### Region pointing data
● ● ● ●

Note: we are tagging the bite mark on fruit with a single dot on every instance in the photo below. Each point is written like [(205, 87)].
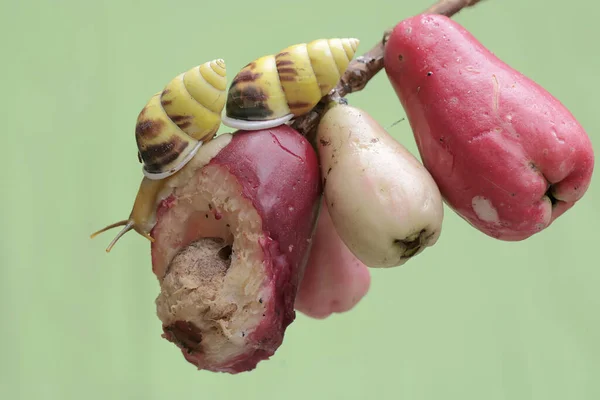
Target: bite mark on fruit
[(484, 209), (412, 244)]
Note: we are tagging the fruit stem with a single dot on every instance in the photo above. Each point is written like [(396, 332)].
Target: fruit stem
[(363, 68)]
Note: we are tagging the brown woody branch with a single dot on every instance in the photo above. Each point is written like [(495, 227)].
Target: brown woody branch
[(363, 68)]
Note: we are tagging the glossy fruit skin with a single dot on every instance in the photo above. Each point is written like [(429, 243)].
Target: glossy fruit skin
[(496, 142), (383, 202), (278, 171), (335, 281)]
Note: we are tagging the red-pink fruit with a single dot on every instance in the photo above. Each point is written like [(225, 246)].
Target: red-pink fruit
[(231, 245), (335, 280), (507, 156)]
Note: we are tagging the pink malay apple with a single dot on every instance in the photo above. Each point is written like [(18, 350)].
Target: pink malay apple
[(335, 280), (507, 156), (231, 244)]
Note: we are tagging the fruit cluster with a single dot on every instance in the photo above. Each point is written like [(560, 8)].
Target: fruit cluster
[(261, 222)]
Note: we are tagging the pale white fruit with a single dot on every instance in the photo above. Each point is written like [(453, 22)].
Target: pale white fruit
[(383, 202)]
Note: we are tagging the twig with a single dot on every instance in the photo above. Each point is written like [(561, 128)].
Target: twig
[(363, 68)]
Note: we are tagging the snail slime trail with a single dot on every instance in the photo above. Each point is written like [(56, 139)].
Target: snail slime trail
[(231, 245)]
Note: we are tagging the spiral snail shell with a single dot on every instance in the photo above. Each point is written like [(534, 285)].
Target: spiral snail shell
[(169, 131), (273, 89), (175, 122)]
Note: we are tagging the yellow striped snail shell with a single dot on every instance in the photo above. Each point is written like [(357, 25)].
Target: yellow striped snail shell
[(175, 122), (273, 89), (169, 131)]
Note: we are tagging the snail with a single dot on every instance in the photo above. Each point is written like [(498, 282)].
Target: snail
[(177, 121), (170, 129), (273, 89), (142, 215)]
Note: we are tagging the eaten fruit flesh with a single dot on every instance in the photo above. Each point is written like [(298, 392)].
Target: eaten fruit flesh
[(230, 248)]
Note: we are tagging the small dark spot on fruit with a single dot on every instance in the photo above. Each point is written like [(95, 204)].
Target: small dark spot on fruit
[(184, 334), (553, 199), (225, 253)]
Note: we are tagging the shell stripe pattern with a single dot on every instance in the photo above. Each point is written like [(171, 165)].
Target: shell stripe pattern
[(288, 84), (176, 121)]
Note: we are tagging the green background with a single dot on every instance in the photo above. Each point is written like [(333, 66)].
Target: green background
[(471, 318)]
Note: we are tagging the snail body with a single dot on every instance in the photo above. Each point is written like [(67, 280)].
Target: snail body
[(273, 89), (177, 121), (142, 216), (170, 129)]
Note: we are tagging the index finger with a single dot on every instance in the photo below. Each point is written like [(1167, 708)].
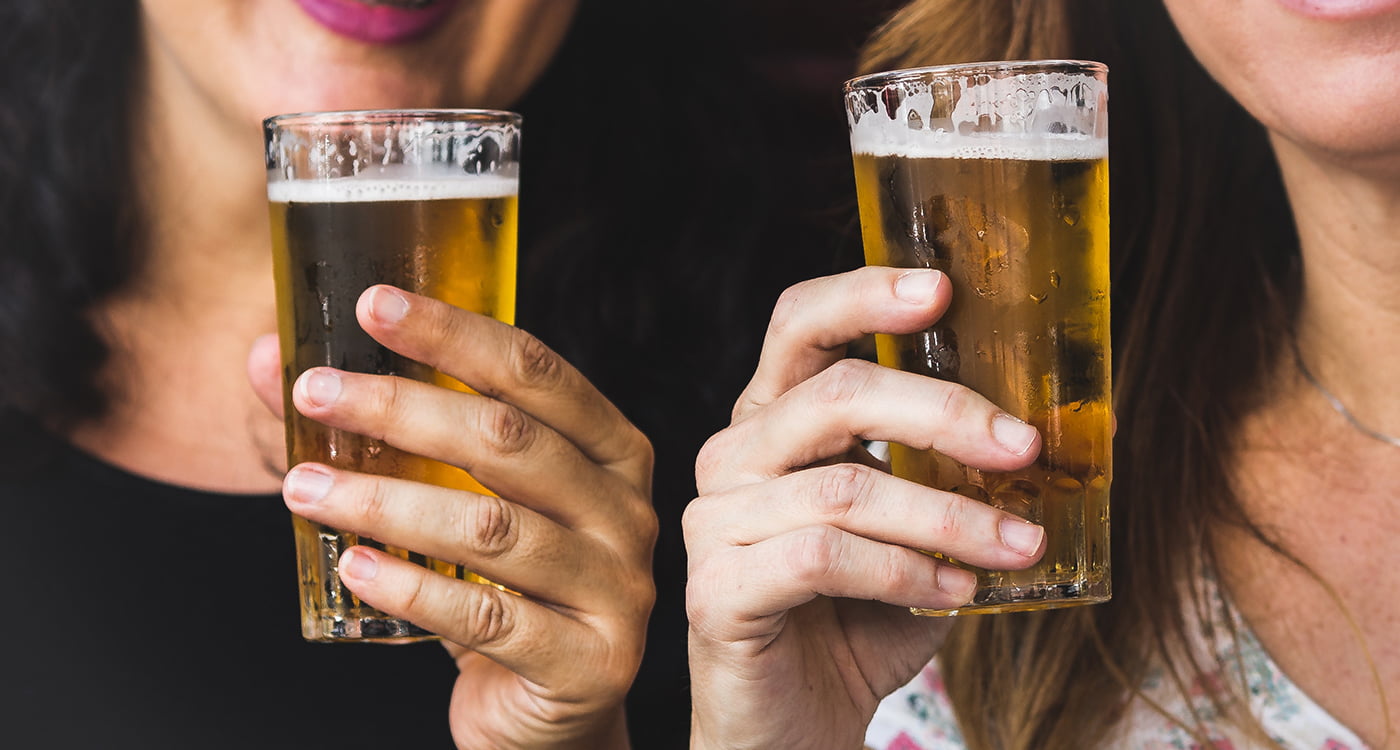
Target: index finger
[(508, 364), (814, 321)]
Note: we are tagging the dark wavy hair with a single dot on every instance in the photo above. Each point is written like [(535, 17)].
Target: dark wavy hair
[(668, 196), (65, 206), (1206, 284)]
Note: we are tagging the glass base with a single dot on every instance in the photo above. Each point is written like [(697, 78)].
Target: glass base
[(367, 627), (1039, 596)]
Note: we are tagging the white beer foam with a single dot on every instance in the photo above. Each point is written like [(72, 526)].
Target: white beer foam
[(913, 133), (364, 189)]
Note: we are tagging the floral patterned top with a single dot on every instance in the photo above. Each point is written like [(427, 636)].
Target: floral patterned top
[(919, 717)]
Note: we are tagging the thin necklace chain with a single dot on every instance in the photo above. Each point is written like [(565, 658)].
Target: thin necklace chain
[(1340, 407)]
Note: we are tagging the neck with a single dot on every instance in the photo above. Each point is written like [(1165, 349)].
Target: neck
[(1348, 225), (182, 407)]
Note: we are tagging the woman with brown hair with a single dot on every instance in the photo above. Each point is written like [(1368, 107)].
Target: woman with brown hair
[(1256, 182)]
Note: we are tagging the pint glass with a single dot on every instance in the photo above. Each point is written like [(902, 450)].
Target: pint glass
[(424, 200), (997, 175)]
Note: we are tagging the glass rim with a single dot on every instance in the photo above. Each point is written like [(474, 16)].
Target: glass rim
[(388, 116), (886, 77)]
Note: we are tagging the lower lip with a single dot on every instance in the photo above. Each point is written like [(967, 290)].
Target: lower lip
[(375, 24), (1340, 10)]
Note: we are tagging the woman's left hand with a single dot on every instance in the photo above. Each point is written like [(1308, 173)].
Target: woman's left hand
[(573, 528)]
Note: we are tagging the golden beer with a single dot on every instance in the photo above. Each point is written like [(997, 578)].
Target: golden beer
[(423, 211), (1021, 227)]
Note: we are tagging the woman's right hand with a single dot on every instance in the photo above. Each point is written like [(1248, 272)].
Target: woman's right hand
[(802, 546)]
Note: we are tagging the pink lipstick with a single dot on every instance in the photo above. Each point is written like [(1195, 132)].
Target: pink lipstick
[(1340, 10), (377, 23)]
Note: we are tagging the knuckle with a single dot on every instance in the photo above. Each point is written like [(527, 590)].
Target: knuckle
[(952, 402), (370, 501), (696, 521), (954, 518), (492, 528), (506, 428), (840, 489), (711, 459), (486, 616), (534, 363), (786, 311), (415, 599), (895, 574), (842, 382), (812, 554), (389, 403), (703, 606)]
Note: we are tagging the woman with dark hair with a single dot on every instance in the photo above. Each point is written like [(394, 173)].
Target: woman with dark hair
[(153, 592), (1256, 181)]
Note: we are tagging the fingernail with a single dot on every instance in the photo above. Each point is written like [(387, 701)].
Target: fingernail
[(1012, 434), (956, 582), (357, 564), (919, 286), (321, 386), (307, 484), (388, 305), (1021, 536)]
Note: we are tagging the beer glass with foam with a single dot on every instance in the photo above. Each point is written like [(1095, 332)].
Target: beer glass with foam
[(997, 175), (424, 200)]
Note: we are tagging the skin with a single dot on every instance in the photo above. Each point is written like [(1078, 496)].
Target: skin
[(787, 649), (801, 560), (545, 669), (1299, 461)]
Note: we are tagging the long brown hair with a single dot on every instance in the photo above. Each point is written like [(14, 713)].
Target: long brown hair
[(1204, 295)]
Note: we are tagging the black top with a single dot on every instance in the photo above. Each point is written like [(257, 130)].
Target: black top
[(146, 616)]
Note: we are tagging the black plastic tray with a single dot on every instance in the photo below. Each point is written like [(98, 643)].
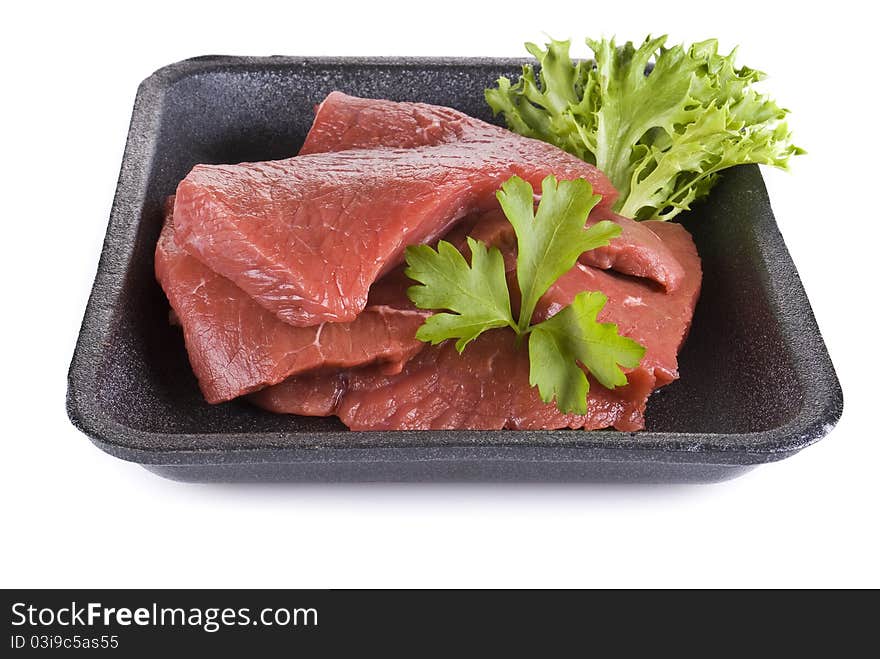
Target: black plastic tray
[(756, 384)]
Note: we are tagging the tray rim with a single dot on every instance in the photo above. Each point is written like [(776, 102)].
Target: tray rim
[(809, 425)]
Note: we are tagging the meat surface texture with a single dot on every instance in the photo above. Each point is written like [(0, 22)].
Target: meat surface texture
[(236, 346), (487, 387), (345, 122), (307, 236)]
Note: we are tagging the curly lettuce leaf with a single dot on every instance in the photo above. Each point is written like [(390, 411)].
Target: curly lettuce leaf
[(660, 122)]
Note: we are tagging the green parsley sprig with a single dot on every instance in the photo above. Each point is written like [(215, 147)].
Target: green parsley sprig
[(476, 297)]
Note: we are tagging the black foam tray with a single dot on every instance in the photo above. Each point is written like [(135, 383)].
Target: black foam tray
[(756, 384)]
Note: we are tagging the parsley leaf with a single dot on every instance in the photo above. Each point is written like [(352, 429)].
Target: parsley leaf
[(549, 243), (573, 336), (477, 293)]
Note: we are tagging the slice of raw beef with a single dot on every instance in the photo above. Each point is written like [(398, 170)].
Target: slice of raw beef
[(236, 346), (307, 236), (487, 387), (346, 122)]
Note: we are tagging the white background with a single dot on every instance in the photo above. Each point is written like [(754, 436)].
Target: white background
[(73, 516)]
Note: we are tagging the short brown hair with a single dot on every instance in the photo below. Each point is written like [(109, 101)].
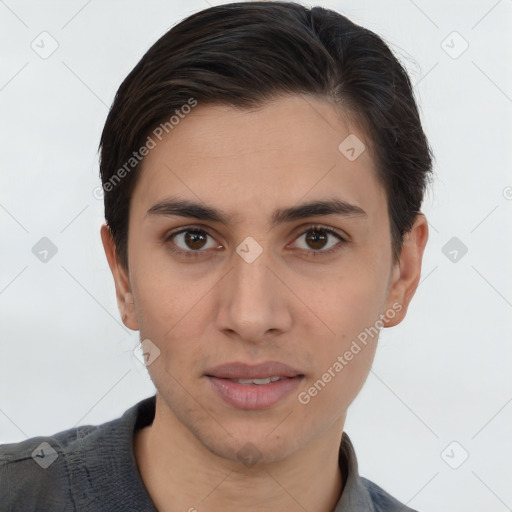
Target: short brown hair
[(246, 54)]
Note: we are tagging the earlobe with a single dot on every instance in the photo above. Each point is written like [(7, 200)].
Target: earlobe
[(124, 295), (407, 272)]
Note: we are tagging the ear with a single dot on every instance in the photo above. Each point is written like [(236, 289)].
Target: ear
[(125, 300), (406, 272)]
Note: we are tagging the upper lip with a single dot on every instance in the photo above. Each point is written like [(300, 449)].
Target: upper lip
[(259, 371)]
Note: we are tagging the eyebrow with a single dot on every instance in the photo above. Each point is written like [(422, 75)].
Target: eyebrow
[(191, 209)]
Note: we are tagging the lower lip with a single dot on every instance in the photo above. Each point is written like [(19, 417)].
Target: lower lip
[(254, 396)]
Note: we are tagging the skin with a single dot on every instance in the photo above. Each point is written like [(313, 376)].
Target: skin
[(288, 305)]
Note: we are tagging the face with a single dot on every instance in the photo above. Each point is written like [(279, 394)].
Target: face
[(257, 249)]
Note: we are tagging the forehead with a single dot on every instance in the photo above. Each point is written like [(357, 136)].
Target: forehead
[(276, 155)]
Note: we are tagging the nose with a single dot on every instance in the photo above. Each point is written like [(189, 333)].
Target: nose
[(253, 304)]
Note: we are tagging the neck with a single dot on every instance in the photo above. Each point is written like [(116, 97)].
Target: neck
[(181, 474)]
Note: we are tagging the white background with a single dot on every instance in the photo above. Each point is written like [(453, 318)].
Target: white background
[(441, 376)]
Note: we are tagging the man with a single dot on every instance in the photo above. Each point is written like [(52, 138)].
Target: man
[(264, 166)]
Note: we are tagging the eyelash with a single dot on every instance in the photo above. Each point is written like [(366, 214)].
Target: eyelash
[(314, 227)]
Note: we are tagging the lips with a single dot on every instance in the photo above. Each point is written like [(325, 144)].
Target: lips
[(252, 387), (235, 371)]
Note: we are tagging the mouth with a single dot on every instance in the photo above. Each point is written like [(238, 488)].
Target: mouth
[(253, 387)]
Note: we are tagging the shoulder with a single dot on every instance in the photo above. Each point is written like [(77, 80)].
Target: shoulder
[(35, 472), (383, 501)]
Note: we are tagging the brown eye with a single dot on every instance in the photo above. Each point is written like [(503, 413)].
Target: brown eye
[(195, 239), (316, 239), (319, 240)]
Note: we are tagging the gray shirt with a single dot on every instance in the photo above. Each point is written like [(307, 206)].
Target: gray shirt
[(93, 468)]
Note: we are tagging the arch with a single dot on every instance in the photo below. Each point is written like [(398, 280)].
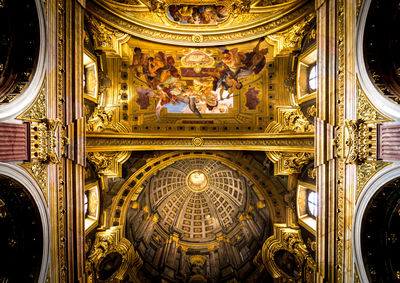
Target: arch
[(132, 188), (26, 180), (371, 188), (23, 101), (382, 103)]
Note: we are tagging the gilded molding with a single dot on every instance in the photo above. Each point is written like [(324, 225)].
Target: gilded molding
[(366, 110), (106, 38), (45, 142), (38, 110), (108, 163), (130, 23), (289, 242), (291, 39), (360, 141), (38, 171), (115, 143), (290, 120), (103, 119), (109, 242), (366, 171)]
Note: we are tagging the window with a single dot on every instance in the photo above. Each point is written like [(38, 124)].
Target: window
[(312, 203), (245, 252), (307, 76), (91, 206), (85, 204), (312, 78)]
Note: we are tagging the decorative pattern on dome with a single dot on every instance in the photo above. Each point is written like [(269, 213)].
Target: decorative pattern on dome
[(197, 198)]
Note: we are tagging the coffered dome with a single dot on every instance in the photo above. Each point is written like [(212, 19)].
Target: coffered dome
[(197, 198)]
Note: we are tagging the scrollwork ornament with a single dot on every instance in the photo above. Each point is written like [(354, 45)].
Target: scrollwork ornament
[(108, 243), (366, 171), (37, 111), (284, 254), (99, 120), (294, 162), (100, 161), (45, 141)]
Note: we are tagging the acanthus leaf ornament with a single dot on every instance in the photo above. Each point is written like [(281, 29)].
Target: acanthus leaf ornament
[(45, 141), (108, 163), (359, 141), (99, 120), (286, 242), (286, 163), (107, 245)]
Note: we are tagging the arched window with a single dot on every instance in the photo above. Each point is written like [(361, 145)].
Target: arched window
[(307, 206), (312, 203), (312, 78), (85, 204), (91, 206), (307, 76)]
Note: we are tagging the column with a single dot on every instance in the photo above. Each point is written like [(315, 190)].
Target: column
[(14, 142)]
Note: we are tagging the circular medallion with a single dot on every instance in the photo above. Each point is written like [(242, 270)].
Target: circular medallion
[(197, 141), (197, 181)]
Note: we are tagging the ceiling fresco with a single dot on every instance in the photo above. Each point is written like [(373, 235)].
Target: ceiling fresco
[(172, 84), (195, 116)]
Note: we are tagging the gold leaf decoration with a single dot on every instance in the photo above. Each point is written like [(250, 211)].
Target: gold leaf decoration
[(38, 109)]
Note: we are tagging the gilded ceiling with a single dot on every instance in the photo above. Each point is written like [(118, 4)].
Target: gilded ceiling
[(195, 86)]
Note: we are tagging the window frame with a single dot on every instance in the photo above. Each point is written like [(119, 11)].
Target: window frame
[(306, 62), (306, 219), (91, 221)]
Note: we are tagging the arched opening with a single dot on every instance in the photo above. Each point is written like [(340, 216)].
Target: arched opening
[(21, 237)]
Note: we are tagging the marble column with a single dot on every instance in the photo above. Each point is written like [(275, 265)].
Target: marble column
[(14, 142), (182, 261)]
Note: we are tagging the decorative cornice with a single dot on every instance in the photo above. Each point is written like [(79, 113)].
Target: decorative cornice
[(288, 241), (109, 242), (130, 23), (108, 163)]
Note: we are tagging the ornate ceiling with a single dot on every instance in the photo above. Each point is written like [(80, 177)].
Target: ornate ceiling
[(196, 80), (198, 198)]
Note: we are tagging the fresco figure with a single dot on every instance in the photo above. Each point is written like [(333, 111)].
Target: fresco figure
[(197, 14), (139, 60), (209, 91), (254, 61)]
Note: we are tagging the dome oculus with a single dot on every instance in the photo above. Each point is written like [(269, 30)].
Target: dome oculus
[(197, 181)]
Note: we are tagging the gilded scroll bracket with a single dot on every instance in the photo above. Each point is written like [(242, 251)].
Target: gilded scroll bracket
[(286, 245), (108, 244)]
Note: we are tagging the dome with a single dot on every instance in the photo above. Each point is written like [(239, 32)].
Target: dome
[(197, 208), (197, 198)]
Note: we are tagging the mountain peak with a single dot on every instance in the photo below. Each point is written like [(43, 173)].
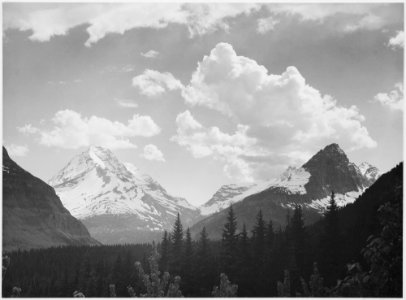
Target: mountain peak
[(334, 147), (331, 152)]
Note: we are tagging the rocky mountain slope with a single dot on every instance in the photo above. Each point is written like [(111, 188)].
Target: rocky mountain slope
[(116, 202), (33, 215), (310, 186)]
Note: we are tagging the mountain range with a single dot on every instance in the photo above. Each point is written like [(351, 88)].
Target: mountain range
[(117, 202), (120, 204), (33, 215), (309, 186)]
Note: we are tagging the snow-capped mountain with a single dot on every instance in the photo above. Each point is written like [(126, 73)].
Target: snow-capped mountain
[(309, 185), (33, 215), (370, 172), (294, 180), (116, 201)]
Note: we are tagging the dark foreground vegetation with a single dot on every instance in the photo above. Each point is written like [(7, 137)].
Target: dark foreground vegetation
[(355, 251)]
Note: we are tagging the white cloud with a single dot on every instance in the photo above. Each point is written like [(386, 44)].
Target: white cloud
[(17, 150), (126, 103), (212, 142), (275, 113), (397, 41), (27, 129), (367, 22), (393, 99), (49, 20), (70, 130), (153, 83), (206, 18), (150, 54), (151, 152), (352, 16), (266, 24)]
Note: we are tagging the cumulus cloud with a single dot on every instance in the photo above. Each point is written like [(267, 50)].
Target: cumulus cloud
[(27, 129), (151, 152), (126, 103), (17, 150), (203, 141), (48, 20), (393, 99), (274, 114), (150, 54), (368, 22), (206, 18), (353, 16), (71, 130), (266, 24), (397, 41), (153, 83)]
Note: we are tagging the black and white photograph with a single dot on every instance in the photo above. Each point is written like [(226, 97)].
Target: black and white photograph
[(202, 149)]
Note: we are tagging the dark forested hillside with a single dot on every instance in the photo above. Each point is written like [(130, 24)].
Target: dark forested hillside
[(353, 251), (33, 215), (58, 272)]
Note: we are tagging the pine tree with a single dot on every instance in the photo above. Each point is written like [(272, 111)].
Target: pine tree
[(245, 268), (165, 251), (259, 254), (259, 239), (187, 270), (176, 247), (296, 237), (270, 235), (229, 244), (331, 244), (204, 268)]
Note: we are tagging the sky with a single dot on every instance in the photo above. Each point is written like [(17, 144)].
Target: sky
[(201, 95)]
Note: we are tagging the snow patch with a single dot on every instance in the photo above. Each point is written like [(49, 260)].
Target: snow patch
[(293, 180)]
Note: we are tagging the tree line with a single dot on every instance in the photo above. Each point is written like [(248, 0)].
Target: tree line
[(353, 251)]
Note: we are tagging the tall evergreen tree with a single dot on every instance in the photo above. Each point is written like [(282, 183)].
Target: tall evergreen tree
[(187, 266), (331, 244), (296, 249), (176, 247), (245, 268), (165, 252), (229, 244), (204, 268), (270, 235), (259, 254)]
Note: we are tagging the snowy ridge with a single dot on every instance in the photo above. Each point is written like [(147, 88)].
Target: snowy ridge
[(291, 181), (228, 195), (96, 183)]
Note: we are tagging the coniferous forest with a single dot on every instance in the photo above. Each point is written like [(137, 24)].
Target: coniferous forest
[(355, 251)]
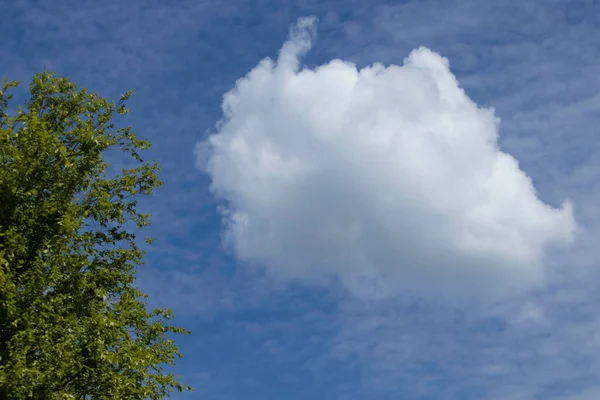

● ● ● ●

### What is being asked
Calculate the number of lines above that include the word "below", giving that number by itself.

### Task output
6